*EXERCISE*
Quote, without change, all of the lines that follow.

*INFORMATION PROVIDED*
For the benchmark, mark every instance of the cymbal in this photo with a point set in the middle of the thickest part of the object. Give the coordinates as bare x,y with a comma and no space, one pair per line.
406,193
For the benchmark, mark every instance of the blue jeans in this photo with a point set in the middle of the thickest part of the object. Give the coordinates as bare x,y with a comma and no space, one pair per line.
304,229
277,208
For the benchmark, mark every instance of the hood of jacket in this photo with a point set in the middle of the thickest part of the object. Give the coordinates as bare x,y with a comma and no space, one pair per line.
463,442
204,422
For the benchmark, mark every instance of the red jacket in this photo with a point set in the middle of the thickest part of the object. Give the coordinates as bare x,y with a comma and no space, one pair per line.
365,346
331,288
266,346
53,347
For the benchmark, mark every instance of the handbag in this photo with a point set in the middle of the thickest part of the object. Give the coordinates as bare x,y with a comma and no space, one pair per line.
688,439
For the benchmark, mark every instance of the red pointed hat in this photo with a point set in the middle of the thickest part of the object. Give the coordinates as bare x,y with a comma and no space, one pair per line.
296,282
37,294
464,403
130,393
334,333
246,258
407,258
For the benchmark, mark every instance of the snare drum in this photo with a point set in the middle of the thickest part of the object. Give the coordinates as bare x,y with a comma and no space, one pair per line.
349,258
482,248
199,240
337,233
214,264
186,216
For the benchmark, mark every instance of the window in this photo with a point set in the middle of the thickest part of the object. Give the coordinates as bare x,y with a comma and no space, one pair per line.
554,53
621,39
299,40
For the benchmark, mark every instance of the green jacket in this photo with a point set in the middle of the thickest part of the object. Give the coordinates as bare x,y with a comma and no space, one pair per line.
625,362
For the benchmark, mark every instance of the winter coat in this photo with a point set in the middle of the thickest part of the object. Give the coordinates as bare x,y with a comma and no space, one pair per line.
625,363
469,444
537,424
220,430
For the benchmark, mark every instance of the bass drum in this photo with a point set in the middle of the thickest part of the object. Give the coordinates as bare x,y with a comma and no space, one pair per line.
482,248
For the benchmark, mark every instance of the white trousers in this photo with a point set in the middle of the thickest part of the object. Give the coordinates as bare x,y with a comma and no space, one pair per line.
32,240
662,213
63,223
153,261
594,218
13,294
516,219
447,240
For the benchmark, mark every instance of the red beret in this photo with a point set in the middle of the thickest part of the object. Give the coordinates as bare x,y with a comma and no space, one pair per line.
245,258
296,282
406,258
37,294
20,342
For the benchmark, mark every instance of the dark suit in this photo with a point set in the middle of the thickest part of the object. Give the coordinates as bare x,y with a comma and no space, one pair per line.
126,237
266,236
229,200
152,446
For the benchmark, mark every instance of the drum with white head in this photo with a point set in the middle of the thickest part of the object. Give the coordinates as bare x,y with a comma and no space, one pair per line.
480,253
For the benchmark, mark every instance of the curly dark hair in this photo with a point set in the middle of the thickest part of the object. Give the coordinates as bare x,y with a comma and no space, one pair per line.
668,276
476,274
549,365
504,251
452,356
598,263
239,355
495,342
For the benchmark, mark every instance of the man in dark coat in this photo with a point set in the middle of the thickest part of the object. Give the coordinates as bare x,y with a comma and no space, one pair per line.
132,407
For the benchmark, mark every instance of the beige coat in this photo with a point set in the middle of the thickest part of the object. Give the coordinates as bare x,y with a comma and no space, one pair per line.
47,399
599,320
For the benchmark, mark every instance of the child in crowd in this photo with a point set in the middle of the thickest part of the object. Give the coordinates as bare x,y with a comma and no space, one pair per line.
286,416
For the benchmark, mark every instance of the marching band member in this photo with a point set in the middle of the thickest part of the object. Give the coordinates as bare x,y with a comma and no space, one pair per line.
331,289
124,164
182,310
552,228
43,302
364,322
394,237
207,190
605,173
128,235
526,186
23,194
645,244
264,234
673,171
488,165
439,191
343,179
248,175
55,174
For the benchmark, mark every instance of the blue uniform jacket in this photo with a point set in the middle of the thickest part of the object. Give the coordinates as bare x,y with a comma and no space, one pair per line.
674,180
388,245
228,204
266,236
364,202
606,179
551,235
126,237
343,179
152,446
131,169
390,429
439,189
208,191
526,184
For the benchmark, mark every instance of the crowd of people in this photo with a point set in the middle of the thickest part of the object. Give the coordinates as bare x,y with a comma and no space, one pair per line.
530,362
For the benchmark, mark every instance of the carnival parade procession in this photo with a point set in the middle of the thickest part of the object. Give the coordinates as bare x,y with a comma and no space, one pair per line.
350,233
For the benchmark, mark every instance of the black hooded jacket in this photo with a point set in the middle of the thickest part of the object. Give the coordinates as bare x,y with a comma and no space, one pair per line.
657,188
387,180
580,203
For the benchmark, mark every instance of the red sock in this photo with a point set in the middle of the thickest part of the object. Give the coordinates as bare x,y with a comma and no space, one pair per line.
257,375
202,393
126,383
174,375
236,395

*OUTPUT FOR THIS EXERCISE*
For the benchmark, mark every instance of the cymbal in this photo with a point set in the middle of the thickest part of the object. Give the coordinates as bare x,y with a comma and no space, one pair per line.
406,193
For the benchmark, mark every instance of the blue jeans in this photo with a point set in the middle of the thickest part of the object. Give the coordinates as bare x,y with a comma and no space, one pair per line.
304,229
277,208
For the benchmark, mark every instance of the hood of jacket in this photo with a point set in the middle of the thickest part of the object. Give the coordinates as bare x,y with a comma and no space, one pair per line.
463,442
204,422
For the benchmark, mark every instance of the red jacket in this photo with a point set in the middle of the thickest part of the object. Give the coordinates as bare x,y with a comma and no space, one pair per line.
365,346
331,288
266,346
53,347
For the benchmark, mark every instance of the handbag in this photo with a point set in the middle of the thickest part of the object. Give the coordinates as bare x,y with a comma and no space, one pair per line.
688,439
For the benchmark, mark every instance of the red pointed hat in this photo with a point set in the middle of the thickest part of the object. Give the coordinates as bare x,y with a comma and no space, one pair per line.
296,282
37,294
464,403
130,393
334,333
246,258
407,258
For the benchmark, mark every instance of the snare drum in this photo with a point set in the middle of the thickest part of the object. Give the coordinates as bare x,y with a comma and no space, one pair per line.
349,258
482,248
199,240
337,233
214,264
186,216
For the benchmark, mark every instance of the window in this photo with a point set in the middle of the thickest part of the object. Give the coordinates as bare x,y with a comma and no space, one pair per line.
554,53
621,39
299,40
For the benchmark, mark every instance of the green jacket in this photo with a point set in the middle of the thickest part of the object. Give the coordinates as bare x,y with a comma and no space, one pair per line.
625,362
For the benchmark, mark every instance of the winter coat in this photo with a point set in the middle of the thickest part of the object. Give the coordinates as bare x,y with a comma and no space, one pair per line.
625,363
469,444
537,424
220,430
For the benchmark, mark every instance of the bass drum in this photo with a point set in the middle of the thickest part of the object. Give the coordinates as bare x,y with a comma and no space, one pair per line.
482,248
For the benchmark, mark every instance of the white trousers in this photo with a point set in the middle of the thickest part of the object. Give the coordinates as bare x,y with a comma and no space, one pair per line.
32,240
662,213
63,223
153,261
594,218
13,294
516,219
447,240
For the benchmark, mark every instance of the red beret in this photo with a point set in the middle of the thickest part of the object. Give the coordinates as bare x,y with a comma and no space, one pair per line.
245,258
296,282
406,258
37,294
20,342
For the benchmark, mark every instance of the dark suit in this photo with a point set in the middle of the thickest part of the object. Give the coordinates as bare x,y with a comma and no space, one pair per line.
126,237
266,236
229,200
152,446
For the benchmark, mark every instance of the drum with white head in this photo with a point set in the middle of the thickest part of the object. Give the coordinates as bare x,y with a comma and no space, one pair per line.
480,253
For the benchmark, mark every instance of the curly dark hair in this photo with a point set in the middle of the thickest part of the object. Give the coordinates as bare x,y with a comma and no space, one pair per line.
668,276
476,274
549,365
504,251
452,356
598,263
239,355
495,342
For the benchmark, mark every instance of the man in dark coat in this photo with a point set in the middle of the thickest part of the object. Give the coordinates as bare x,y with a comma and no space, one pair per line.
132,407
For the benchmark, mark every instance of the beige coat in this photo with a point set in the middle of the thickest part of the object. Give the coordinates as bare x,y with a comma and no space, one pair per line.
47,399
599,320
For the benchmark, mark every instance of the child in crowd in this photo with a point set in the middle of the thickest part of the object. Give the coordinates as bare x,y with a comma and no space, one pair per line.
286,416
For the benchmark, mark every instance of the marching band member in this photo with a point set in the middle of the thickest part of the object. Give the coordinates as bare x,y with a comma and no space, one pair per line.
331,289
124,164
182,310
552,228
43,302
364,322
394,237
207,190
605,173
128,235
526,186
23,194
645,244
264,234
673,171
488,165
439,191
343,179
248,175
55,174
For the benchmark, mark every instance of the blue uniform jacket in this photo with a point set in the middle of the thickest part of the object. Give the coordinates as bare x,y with a comma and no space, one pair per line.
674,180
388,245
228,204
266,236
364,202
606,179
551,235
126,237
343,179
152,446
131,169
390,429
439,189
208,191
526,184
For the benchmark, mark every instance of the crowd of people in this photo with a point set in the middle of the thickest part of the object. Give the coordinates as bare x,y with a comma and no space, one pair per line.
530,362
For the benchmark, mark every instance of the carnival parade procession in this photo with a point set in the middle of the thickest part of the object. Give the coordinates as bare x,y with a comma and no space, one pair per line.
350,233
For the benchmark, mark every instance of the black hooded jacket in this photo with a point set in the middle of the thickest part of the object. Give the coordinates as bare x,y with a comma and no space, one pair per line.
657,188
387,180
580,203
For the benchmark, mark every instance of the red sock in this photo with a point set in the middle of the thickest part of the object. Give the coordinates as bare x,y with a comma and no space, one pair per line.
257,375
202,393
126,383
174,375
236,395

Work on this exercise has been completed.